» **JOB**: Reproduce, character for character, the stretch of the data from the line containing "For the benchmark, mark every instance of the curled" through the line containing "24], [47, 135]]".

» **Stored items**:
+++
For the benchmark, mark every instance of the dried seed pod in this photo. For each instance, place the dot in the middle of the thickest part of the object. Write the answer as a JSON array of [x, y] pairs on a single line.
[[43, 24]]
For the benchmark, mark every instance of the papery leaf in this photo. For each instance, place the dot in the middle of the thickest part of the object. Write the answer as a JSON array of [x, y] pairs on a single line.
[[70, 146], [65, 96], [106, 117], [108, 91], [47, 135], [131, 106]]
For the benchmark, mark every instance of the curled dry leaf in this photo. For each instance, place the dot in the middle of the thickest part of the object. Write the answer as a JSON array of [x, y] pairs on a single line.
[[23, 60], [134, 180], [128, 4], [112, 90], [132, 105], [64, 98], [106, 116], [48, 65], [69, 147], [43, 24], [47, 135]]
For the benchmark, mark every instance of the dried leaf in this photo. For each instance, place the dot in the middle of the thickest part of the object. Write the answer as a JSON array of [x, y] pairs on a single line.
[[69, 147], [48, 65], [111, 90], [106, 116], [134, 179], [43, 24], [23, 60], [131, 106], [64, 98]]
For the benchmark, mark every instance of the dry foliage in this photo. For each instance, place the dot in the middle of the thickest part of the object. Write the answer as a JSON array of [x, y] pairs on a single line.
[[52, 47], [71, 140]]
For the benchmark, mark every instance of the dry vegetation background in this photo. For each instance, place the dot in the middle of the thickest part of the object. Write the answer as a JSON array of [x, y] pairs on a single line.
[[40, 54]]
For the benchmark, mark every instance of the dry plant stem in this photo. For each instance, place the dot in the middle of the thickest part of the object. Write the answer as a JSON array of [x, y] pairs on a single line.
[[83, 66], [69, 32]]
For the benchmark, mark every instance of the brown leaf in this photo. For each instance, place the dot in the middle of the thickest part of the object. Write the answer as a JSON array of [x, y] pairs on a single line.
+++
» **WRITTEN RESPONSE**:
For the benchmark, mark every instance of the curled dry leaf in this photo. For each instance, place the dot in the middle of the thickest part of the object. Write the answer as a JSON array of [x, y] pairs on a single line.
[[23, 60], [134, 180], [128, 4], [112, 90], [132, 105], [64, 98], [106, 116], [48, 65], [69, 147], [43, 24], [47, 135]]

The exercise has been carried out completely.